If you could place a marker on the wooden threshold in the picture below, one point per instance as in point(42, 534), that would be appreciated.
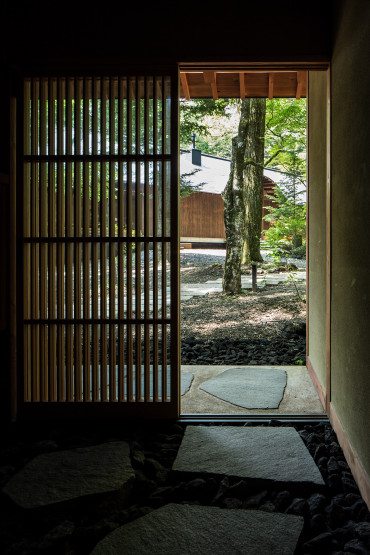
point(359, 473)
point(316, 382)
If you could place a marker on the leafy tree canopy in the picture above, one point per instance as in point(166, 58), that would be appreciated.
point(216, 122)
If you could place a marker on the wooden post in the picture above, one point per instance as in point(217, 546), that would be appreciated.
point(254, 277)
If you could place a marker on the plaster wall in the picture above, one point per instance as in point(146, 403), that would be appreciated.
point(317, 223)
point(350, 305)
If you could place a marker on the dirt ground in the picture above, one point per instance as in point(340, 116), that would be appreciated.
point(263, 314)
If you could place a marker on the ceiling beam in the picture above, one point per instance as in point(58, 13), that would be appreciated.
point(185, 85)
point(242, 85)
point(300, 83)
point(210, 78)
point(271, 85)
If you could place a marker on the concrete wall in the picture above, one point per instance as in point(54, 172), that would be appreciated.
point(317, 223)
point(350, 363)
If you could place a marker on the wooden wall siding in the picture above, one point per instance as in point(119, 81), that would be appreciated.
point(96, 284)
point(202, 214)
point(226, 84)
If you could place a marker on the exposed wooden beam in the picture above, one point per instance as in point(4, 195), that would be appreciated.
point(300, 83)
point(210, 78)
point(242, 85)
point(271, 85)
point(185, 85)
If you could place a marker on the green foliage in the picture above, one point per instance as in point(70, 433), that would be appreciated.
point(285, 137)
point(288, 221)
point(199, 116)
point(186, 186)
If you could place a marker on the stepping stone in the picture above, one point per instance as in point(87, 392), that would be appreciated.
point(276, 453)
point(193, 530)
point(64, 475)
point(251, 388)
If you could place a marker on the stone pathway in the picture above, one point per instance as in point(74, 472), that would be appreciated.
point(66, 475)
point(276, 454)
point(211, 490)
point(192, 530)
point(251, 388)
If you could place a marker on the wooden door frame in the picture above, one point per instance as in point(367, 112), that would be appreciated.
point(20, 409)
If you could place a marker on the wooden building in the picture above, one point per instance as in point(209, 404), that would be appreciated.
point(202, 215)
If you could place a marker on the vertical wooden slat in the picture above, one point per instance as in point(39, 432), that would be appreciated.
point(175, 251)
point(155, 244)
point(138, 244)
point(95, 246)
point(112, 254)
point(121, 232)
point(65, 199)
point(15, 390)
point(35, 205)
point(43, 246)
point(103, 233)
point(27, 247)
point(164, 244)
point(69, 246)
point(52, 246)
point(86, 246)
point(60, 244)
point(77, 246)
point(146, 249)
point(130, 118)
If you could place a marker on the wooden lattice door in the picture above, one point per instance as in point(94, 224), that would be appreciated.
point(98, 324)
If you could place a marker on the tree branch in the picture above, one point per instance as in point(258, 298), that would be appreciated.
point(251, 162)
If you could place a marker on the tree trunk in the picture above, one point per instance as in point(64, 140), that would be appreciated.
point(234, 220)
point(245, 185)
point(253, 180)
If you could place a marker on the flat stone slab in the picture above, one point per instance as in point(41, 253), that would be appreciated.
point(266, 453)
point(193, 530)
point(64, 475)
point(251, 388)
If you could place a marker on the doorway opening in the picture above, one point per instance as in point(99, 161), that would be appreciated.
point(243, 354)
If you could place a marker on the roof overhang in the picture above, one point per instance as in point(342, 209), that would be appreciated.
point(258, 83)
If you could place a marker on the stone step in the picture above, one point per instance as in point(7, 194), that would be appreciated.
point(264, 453)
point(193, 530)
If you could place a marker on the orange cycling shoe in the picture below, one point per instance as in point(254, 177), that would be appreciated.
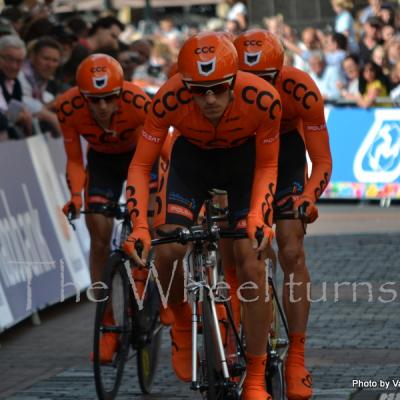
point(298, 379)
point(254, 384)
point(181, 339)
point(108, 342)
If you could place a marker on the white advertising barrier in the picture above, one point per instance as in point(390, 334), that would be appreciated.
point(41, 262)
point(55, 199)
point(59, 159)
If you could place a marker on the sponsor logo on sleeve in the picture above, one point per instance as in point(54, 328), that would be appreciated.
point(150, 138)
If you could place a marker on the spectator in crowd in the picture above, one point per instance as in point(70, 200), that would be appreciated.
point(387, 14)
point(38, 72)
point(232, 26)
point(6, 27)
point(192, 28)
point(388, 33)
point(393, 50)
point(38, 82)
point(78, 26)
point(14, 16)
point(3, 128)
point(379, 57)
point(325, 76)
point(372, 85)
point(344, 22)
point(370, 39)
point(395, 83)
point(168, 30)
point(275, 25)
point(103, 33)
point(12, 56)
point(238, 12)
point(372, 10)
point(349, 88)
point(309, 44)
point(132, 56)
point(335, 49)
point(37, 28)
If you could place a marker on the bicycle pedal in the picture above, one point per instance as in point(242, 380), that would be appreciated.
point(280, 343)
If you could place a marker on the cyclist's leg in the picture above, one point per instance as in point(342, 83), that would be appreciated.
point(290, 239)
point(290, 236)
point(105, 176)
point(100, 230)
point(251, 272)
point(256, 318)
point(180, 195)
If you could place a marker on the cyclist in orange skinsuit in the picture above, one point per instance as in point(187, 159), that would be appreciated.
point(108, 113)
point(229, 128)
point(303, 128)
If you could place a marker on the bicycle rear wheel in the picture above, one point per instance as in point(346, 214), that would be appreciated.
point(148, 333)
point(275, 378)
point(215, 389)
point(113, 298)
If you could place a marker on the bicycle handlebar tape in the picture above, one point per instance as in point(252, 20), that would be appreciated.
point(139, 247)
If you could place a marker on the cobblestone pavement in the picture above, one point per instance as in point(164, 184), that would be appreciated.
point(354, 332)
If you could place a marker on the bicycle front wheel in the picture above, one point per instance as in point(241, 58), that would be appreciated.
point(275, 378)
point(215, 389)
point(148, 331)
point(112, 330)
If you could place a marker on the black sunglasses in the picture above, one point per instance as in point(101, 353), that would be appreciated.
point(203, 90)
point(108, 99)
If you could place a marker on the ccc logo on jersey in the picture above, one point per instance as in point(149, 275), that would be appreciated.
point(170, 101)
point(67, 107)
point(204, 50)
point(252, 43)
point(300, 92)
point(138, 100)
point(264, 100)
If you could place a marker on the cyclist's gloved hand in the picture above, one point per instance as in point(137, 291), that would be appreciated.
point(142, 236)
point(72, 208)
point(254, 228)
point(306, 206)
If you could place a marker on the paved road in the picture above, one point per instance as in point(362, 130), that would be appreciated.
point(354, 326)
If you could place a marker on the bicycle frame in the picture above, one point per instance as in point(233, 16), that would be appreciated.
point(204, 266)
point(203, 281)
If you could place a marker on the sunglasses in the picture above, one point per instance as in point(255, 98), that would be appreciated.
point(204, 90)
point(108, 99)
point(269, 76)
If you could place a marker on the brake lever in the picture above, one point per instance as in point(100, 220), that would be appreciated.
point(259, 237)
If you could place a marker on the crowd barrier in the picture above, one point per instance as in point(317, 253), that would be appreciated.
point(42, 261)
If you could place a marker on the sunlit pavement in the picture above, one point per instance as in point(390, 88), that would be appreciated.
point(353, 254)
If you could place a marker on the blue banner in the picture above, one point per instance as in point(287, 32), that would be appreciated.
point(365, 147)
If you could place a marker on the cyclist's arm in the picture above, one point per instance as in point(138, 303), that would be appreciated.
point(266, 167)
point(76, 174)
point(137, 190)
point(317, 144)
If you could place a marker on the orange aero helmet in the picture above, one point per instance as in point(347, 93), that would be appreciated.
point(99, 74)
point(206, 57)
point(259, 50)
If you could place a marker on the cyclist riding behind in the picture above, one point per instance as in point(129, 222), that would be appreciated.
point(229, 128)
point(108, 113)
point(303, 128)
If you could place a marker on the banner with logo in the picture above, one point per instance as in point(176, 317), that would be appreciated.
point(365, 147)
point(38, 265)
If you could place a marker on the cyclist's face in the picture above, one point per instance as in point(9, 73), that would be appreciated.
point(212, 100)
point(102, 108)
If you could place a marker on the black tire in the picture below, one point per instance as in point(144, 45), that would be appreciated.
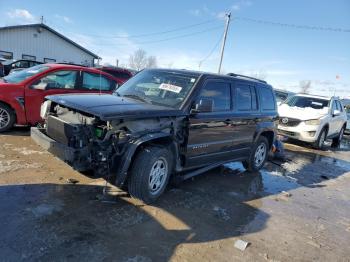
point(336, 141)
point(251, 164)
point(10, 117)
point(319, 143)
point(139, 184)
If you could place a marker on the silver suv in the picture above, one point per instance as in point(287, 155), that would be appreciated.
point(312, 119)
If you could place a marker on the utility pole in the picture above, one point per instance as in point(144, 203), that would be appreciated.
point(228, 18)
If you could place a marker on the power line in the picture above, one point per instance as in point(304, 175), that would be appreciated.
point(158, 33)
point(167, 39)
point(211, 51)
point(297, 26)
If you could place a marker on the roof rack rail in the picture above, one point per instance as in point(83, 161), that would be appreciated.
point(249, 77)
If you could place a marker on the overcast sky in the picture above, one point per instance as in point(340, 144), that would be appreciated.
point(283, 53)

━━━

Rewrite the lines from the one containing "If you could place a marker on the wooden building" through the one containing "point(202, 215)", both included, and shift every coordinate in the answers by -31 while leaving the request text unchanged.

#### [Finished exercise]
If you could place a marker on the wooden building in the picture above, one point per instance as in point(209, 404), that would be appreciated.
point(171, 184)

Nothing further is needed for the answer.